Quote each line of the material verbatim, without the pictures.

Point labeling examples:
════════════════════

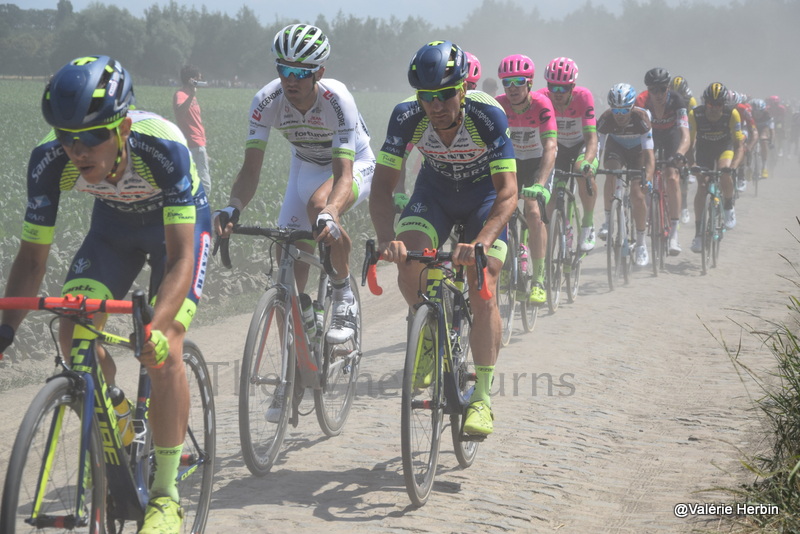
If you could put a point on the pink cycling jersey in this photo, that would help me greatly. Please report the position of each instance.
(576, 119)
(531, 127)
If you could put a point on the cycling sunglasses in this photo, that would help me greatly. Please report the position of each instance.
(445, 93)
(301, 73)
(515, 81)
(89, 137)
(559, 88)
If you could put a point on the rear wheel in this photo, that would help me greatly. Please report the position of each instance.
(266, 383)
(421, 410)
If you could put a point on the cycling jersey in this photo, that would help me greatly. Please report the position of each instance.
(531, 127)
(454, 183)
(160, 174)
(576, 119)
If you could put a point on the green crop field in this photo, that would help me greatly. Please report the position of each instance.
(225, 116)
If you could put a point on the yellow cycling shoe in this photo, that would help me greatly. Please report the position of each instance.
(538, 294)
(479, 419)
(163, 516)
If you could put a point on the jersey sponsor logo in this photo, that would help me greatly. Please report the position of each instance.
(80, 265)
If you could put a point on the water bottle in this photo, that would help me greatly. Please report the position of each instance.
(309, 318)
(523, 258)
(122, 407)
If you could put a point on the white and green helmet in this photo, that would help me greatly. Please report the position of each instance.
(302, 43)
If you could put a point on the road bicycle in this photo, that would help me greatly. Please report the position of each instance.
(285, 354)
(660, 226)
(438, 375)
(621, 228)
(564, 256)
(69, 469)
(712, 221)
(516, 277)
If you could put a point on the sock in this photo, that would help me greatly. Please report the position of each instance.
(538, 270)
(342, 290)
(168, 460)
(483, 384)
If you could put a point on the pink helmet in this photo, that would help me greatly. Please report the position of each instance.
(516, 65)
(561, 71)
(473, 68)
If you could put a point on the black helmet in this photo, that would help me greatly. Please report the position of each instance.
(656, 76)
(437, 64)
(87, 92)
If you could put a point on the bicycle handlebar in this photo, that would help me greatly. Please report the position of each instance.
(279, 234)
(80, 307)
(369, 272)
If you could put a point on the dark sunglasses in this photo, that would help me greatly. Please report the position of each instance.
(559, 88)
(445, 93)
(516, 81)
(300, 73)
(91, 137)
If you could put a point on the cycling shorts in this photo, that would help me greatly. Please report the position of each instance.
(434, 211)
(304, 180)
(118, 244)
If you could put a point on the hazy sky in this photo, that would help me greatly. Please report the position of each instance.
(438, 12)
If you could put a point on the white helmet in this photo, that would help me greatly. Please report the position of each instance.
(302, 43)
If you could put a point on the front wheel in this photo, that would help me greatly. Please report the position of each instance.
(266, 383)
(421, 411)
(198, 459)
(48, 444)
(339, 375)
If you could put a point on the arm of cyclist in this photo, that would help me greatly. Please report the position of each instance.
(24, 280)
(337, 201)
(505, 183)
(242, 192)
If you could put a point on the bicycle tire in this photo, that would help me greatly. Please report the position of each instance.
(506, 290)
(464, 374)
(265, 378)
(198, 459)
(555, 254)
(656, 232)
(421, 414)
(28, 458)
(338, 375)
(614, 245)
(573, 258)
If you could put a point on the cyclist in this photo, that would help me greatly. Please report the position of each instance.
(473, 71)
(670, 135)
(766, 131)
(577, 135)
(717, 139)
(628, 142)
(475, 185)
(534, 136)
(332, 163)
(150, 206)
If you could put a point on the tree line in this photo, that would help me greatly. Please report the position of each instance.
(742, 43)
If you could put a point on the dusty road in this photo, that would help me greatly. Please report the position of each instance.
(610, 413)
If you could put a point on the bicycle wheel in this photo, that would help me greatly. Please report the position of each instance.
(555, 254)
(656, 232)
(266, 383)
(614, 244)
(707, 234)
(572, 258)
(198, 459)
(421, 411)
(338, 375)
(464, 374)
(48, 443)
(506, 290)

════════════════════

Exercise solution:
If you could put a point on the pink cycling jersey in this photo, that would help me greatly. Please report the position of each instance.
(576, 119)
(531, 127)
If you could put a point on the cycling sunglasses in this photo, that would help me greatly. Please report the position of each instance.
(445, 93)
(301, 73)
(515, 81)
(89, 137)
(559, 88)
If you could put a point on the rear wheel in this photo, that would help me greatly. Please report the position of each instance.
(266, 383)
(421, 410)
If you could put a point on the cycling jersey in this photo, that would help me greatly. Please report the position of each instance.
(531, 127)
(454, 183)
(160, 174)
(576, 119)
If you could put a point on the green crop field in this photo, that would help me greatly. Please report the position of each instance.
(225, 116)
If you could put a point on the yellow cycling shoe in this photo, that would help me greatly. Please report the position of each instance.
(538, 294)
(479, 419)
(163, 516)
If you could put a point on the jersey sponsor logo in this photo, that would help me greatly. Please report the position of each instance.
(80, 265)
If you could put a point on the water bottle in this photo, that would help me greatly. Please report the position of each instance.
(309, 318)
(523, 258)
(122, 407)
If you could put a point on the white and green helmet in this photo, that would help me greatly. Please report the position of each instance.
(302, 43)
If you could put a point on the road bicycle in this photo, that would help me greatly. Please report the position of each instance.
(285, 354)
(660, 226)
(438, 375)
(621, 228)
(564, 256)
(69, 469)
(712, 221)
(516, 277)
If you could put a point on the sock in this photo, that would help me greatly. Please report the position of each instance.
(538, 270)
(342, 290)
(168, 460)
(483, 384)
If you could put a point on the pink helmet in this photo, that would help me greatly. Please report the position of each instance.
(516, 65)
(561, 71)
(473, 68)
If you could put a point on the black helmet in this photo, that would help me greatly. Please report the position of each instance.
(656, 76)
(437, 64)
(87, 92)
If you could put a point on the bicycle handlebar in this photo, that would help me greatly. Please report the position of each instance.
(279, 234)
(80, 307)
(369, 272)
If you could put a point on the dark sunglasses in this photo, that would help me greatly. Please report the position of each instance.
(559, 88)
(445, 93)
(516, 81)
(300, 73)
(91, 137)
If you could put a point on the cycling shorts in this photo, that would help me greatly. Please report the position of each instance.
(434, 211)
(304, 180)
(118, 244)
If you could put a point on the hazy sky in this photo, that would help me greatly. Please report the position of each instance.
(438, 12)
If you could put a point on the white helmet in this photo, that would help me greatly. Please report the position of each instance.
(302, 43)
If you could put a point on the front wheel in this photo, that would help me greatly. Please report the position of each instance.
(266, 383)
(421, 411)
(198, 459)
(48, 444)
(339, 375)
If you could put a point on the arm of cyclist in this photo, that would help me greatly. Please report the position of each instance.
(24, 280)
(337, 201)
(505, 183)
(242, 192)
If you could put a point on the bicycle tire in this photo, that would help me greatly. Please report the position of each instance.
(506, 290)
(464, 374)
(265, 378)
(198, 459)
(555, 254)
(656, 232)
(421, 414)
(28, 458)
(338, 375)
(614, 245)
(573, 258)
If you could put a point on the cyclist in this photo, that would help me greatly. Please report the position of each instance.
(473, 71)
(670, 135)
(766, 131)
(577, 135)
(717, 139)
(628, 142)
(475, 185)
(534, 136)
(332, 163)
(150, 206)
If you could put a point on the tree line in this photo, that would help me greatly. Please report the position of each instance.
(742, 43)
If you could put a point on the dusty road in this photo, that would help me greatly. Please report the position of each instance.
(610, 413)
If you could put a point on the bicycle wheel in this photo, that would help me greatly. Please report the position of each instance.
(555, 254)
(656, 232)
(266, 383)
(614, 244)
(707, 234)
(572, 258)
(198, 459)
(421, 411)
(338, 375)
(464, 374)
(48, 443)
(506, 290)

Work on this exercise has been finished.